Records:

################

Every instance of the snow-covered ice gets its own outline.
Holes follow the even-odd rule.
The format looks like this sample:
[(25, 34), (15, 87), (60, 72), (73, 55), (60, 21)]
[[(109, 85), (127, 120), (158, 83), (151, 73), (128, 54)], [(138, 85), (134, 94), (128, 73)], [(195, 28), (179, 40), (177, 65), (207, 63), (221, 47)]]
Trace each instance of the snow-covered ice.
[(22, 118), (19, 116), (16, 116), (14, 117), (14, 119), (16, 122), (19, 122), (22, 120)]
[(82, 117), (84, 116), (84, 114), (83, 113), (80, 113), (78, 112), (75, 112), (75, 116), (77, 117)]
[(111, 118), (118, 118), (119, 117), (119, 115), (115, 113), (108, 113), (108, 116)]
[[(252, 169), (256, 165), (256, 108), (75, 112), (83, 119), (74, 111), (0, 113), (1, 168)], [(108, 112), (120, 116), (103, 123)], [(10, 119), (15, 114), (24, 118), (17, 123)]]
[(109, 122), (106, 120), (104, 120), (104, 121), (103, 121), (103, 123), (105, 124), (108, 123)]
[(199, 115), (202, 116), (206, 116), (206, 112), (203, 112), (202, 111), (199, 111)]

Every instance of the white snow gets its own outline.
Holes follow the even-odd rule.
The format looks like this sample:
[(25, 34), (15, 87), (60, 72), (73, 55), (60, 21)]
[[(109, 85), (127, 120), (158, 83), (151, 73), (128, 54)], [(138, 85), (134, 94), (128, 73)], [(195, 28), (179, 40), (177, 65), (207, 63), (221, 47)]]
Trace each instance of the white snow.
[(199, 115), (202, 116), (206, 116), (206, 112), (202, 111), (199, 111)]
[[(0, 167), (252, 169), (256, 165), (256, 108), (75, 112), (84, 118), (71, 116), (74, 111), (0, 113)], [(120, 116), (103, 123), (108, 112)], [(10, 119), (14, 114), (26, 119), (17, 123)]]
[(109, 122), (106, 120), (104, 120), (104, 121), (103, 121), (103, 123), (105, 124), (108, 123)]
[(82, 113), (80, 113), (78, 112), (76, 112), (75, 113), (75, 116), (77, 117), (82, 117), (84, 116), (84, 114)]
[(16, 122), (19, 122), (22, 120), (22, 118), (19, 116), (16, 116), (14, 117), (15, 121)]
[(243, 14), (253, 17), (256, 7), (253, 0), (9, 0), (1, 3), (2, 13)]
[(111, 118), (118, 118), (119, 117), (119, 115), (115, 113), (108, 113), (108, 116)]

################

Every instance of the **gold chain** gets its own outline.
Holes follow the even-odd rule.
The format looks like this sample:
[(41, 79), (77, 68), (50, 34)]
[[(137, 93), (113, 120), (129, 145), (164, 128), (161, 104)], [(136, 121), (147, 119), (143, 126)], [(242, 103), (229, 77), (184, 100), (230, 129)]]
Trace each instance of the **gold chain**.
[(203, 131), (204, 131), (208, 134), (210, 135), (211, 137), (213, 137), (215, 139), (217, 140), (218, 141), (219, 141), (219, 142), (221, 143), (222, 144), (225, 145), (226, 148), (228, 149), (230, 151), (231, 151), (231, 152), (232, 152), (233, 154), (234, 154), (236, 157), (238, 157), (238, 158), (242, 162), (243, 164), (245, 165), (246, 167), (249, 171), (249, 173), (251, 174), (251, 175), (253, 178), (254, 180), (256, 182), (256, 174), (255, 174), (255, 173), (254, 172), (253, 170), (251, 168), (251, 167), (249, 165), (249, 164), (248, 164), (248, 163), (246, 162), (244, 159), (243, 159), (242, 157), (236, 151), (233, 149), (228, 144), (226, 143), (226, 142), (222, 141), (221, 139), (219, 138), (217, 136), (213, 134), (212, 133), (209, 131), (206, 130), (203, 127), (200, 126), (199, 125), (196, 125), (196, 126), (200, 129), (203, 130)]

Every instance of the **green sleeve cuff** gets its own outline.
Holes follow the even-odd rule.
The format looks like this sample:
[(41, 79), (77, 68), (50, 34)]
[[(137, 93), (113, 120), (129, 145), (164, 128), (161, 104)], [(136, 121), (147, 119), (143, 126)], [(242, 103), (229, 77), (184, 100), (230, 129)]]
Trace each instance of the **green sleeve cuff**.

################

> **WHAT TO PRODUCE**
Arrange the stretch of lines from the one containing "Every instance of the **gold" through the one containing "Trace each instance of the **gold chain**." as a numbered list, omitting any blank lines.

> **TASK SOLUTION**
1. Every instance of the **gold chain** gets its own outline.
2. Holes follow the even-odd rule.
3. The format looks like this sample:
4. [(41, 79), (77, 68), (50, 34)]
5. [[(137, 93), (113, 120), (129, 145), (164, 128), (161, 104)], [(136, 121), (147, 119), (143, 126)], [(242, 103), (229, 77), (184, 100), (230, 129)]]
6. Trace each instance of the **gold chain**.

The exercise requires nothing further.